(Text passage begins)

The ensuing courtroom drama investigates a philosophical question: What’s the difference between a person and a persona? Arthur’s attorney pursues an insanity defense, positing that Arthur has a split personality and that Joker is another entity that lives inside his head. Lee encourages Arthur to embrace his villainous side; she even insists on painting his face with clown makeup before they have sex. The movie clearly argues, however, that the Jekyll-and-Hyde conceit invoked by Arthur’s advocates is a dangerous fantasy. The belief that he sometimes transforms into a braver, wilder creature—thereby excusing his sins—inspires his followers to don masks and cause havoc. He eventually disavows the notion that he and Joker are separate, but it’s too late: The myth has gone viral, and Arthur himself could become one of its victims.

(Text passage ends)
(Records begins)

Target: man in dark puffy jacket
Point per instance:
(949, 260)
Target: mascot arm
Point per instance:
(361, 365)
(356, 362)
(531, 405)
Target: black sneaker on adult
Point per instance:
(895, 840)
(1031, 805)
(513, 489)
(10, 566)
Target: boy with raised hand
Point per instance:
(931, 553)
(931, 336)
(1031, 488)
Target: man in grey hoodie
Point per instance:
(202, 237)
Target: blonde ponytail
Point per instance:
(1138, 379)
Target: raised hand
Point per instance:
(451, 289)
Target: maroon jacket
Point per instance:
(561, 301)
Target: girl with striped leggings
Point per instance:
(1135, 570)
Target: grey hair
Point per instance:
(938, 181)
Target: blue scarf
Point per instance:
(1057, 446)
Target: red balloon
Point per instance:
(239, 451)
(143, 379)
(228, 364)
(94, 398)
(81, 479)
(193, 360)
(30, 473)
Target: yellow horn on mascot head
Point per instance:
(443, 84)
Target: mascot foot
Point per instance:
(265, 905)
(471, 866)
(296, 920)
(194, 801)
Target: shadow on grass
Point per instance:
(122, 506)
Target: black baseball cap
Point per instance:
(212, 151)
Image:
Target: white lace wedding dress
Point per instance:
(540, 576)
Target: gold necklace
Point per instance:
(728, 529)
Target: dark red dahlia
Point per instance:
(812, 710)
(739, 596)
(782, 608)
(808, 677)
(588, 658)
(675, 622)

(Records ends)

About this task:
Continue the passage about Arthur's trial and the Joker persona, picking up after its final sentence.

Result of this exercise:
This is a pretty strange angle on fame. Lots of celebs who adopt stage names insist that they’re basically two different people; Roan, for example, calls herself a drag queen and says that snooping fans violate a boundary she intentionally set between her public and private selves. Gaga, however, has long tried to resist the idea of a bifurcated identity. The brilliance of her early-career self was that she was all surface, all meat dress. About a decade ago, somewhere between her albums Artpop and Joanne, she flipped the routine and started acting earnest in public. “There was a time in my career when I … spoke in an accent in interviews or told lies, but I was performing,” she recently told Vogue. “Now it’s a much more palatable mixture of authenticity and imagination.” This new approach is apt for an era in which internet-enabled confusion has created a hunger for realness. Performance is always artificial, but stars, more than ever, need us to believe they’re not BSing. Joker: Folie à Deux critiques the impulse to figure out who our idols really are—not because that quest is impossible or even because it’s invasive, but simply because it’s not that deep. An evil clown is an evil clown.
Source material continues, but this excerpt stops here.